## PAGE TEXT:
"""

There has been quite a bit of talk over the last few weeks regarding the ITF and the issues of the Pro Circuit. From Tomás Buchhass’s letter to the ITF’s initial response, then to their talk of a plan for the Futures, there has been a lot happening.

The ITF has finalised their study of the results of the last months’ surveys and has started to contact the players via email in order to let them know in what consists the plan for the Pro Circuit and the outlines of the proposals that will be submitted to the ITF Board in March.

In the days following the ATP World Tour’s prize money increase, it is fantastic news to see that the ITF is finally able to follow suite.

BATennis World has received copy of the email that is being sent to the players, in its original English:

Dear [Player]:

As you may know, the ITF has been undertaking a full review of the Pro Circuit structure to fully understand the current situation below Tour level and how best to: improve entry onto the performance pathway, increase prize money, raise event standards and ensure developing nations have the best opportunity to produce world class players.

That project has included a full data review and a player survey which over 8,000 players, coaches, National Associations and tournament organisers responded to.

Both have now been completed and copies are available to download from the ITF Pro Circuit website.

Non-player survey results

Player survey results

Presentation (Data Analysis)

This invaluable project has established a number of key understandings that are helping us to make effective and necessary changes to the ITF Pro Circuit.

It is clear that while prize money levels need to rise, particularly for lower ranked players, the numbers of those competing on the Pro Circuit are unsustainably high. In 2013 there were almost 14,000 male and female players competing, of whom over 6,000 failed to earn any prize money.

The average cost, not including coaching, of competing last year was $38,800 for male players and $40,180 for female players. The distribution and levels of prize money in the professional game meant that the break even point on the combined singles and doubles earnings list (i.e. the point where average costs met actual earnings) was 336 for men and 253 for women in 2013.

The ITF believes that changes are needed to address this issue of affordability for those competing below the top 100, whilst ensuring that we do not limit the ability of all nations, especially those developing tennis nations, to offer domestic tennis opportunities for players to transition to professional tennis.

At the next ITF Board meeting in March, we will be putting forward, for approval, a series of proposed measures that we believe will help address these issues.

"""

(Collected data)
"""

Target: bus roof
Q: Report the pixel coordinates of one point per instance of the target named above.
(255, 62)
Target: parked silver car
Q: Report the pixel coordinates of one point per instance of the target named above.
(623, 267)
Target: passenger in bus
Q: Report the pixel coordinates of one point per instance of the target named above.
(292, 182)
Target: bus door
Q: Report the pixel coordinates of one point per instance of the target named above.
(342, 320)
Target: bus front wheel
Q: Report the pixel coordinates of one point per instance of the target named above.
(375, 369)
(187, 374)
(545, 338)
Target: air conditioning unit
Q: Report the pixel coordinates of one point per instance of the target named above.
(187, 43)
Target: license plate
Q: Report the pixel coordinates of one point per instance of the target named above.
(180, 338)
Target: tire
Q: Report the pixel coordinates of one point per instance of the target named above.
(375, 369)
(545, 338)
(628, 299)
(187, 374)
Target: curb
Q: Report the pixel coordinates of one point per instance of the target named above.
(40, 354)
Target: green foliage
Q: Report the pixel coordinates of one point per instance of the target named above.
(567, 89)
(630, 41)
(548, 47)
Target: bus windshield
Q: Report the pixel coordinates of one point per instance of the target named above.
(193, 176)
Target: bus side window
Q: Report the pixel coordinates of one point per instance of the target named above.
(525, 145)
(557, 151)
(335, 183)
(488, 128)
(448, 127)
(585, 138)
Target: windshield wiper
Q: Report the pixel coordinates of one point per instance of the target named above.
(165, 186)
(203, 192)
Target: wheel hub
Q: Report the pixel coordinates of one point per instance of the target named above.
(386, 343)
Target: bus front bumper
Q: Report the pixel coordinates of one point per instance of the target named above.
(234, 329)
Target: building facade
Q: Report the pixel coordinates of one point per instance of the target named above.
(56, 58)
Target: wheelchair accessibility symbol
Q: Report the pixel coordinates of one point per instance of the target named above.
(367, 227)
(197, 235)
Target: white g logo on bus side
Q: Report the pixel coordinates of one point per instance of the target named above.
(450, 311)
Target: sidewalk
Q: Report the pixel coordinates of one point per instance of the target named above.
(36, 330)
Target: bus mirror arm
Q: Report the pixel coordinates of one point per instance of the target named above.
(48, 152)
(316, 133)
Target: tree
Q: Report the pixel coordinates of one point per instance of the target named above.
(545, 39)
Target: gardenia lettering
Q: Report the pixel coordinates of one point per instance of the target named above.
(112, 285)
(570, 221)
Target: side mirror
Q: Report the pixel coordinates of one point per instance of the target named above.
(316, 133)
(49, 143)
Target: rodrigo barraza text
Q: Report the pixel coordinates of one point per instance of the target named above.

"""

## LIST OF TASKS:
#1 Print the passage of the ITF Pro Circuit article from "In the days" up to and including "ITF Pro Circuit website.".
#2 Decide whether each statement agrees with the ITF Pro Circuit article, answering yes or no and quoting the words that settle it: (a) More than 8,000 people responded to the survey. (b) In 2013 the break-even point for women was 336. (c) The average cost of competing for male players included coaching.
Work from the ITF Pro Circuit article alone.

## ANSWERS FOR THE TASKS:
#1
In the days following the ATP World Tour’s prize money increase, it is fantastic news to see that the ITF is finally able to follow suite.

BATennis World has received copy of the email that is being sent to the players, in its original English:

Dear [Player]:

As you may know, the ITF has been undertaking a full review of the Pro Circuit structure to fully understand the current situation below Tour level and how best to: improve entry onto the performance pathway, increase prize money, raise event standards and ensure developing nations have the best opportunity to produce world class players.

That project has included a full data review and a player survey which over 8,000 players, coaches, National Associations and tournament organisers responded to.

Both have now been completed and copies are available to download from the ITF Pro Circuit website.

#2
(a) Yes: "a player survey which over 8,000 players, coaches, National Associations and tournament organisers responded to."
(b) No: "was 336 for men and 253 for women in 2013."
(c) No: "The average cost, not including coaching, of competing last year was $38,800 for male players"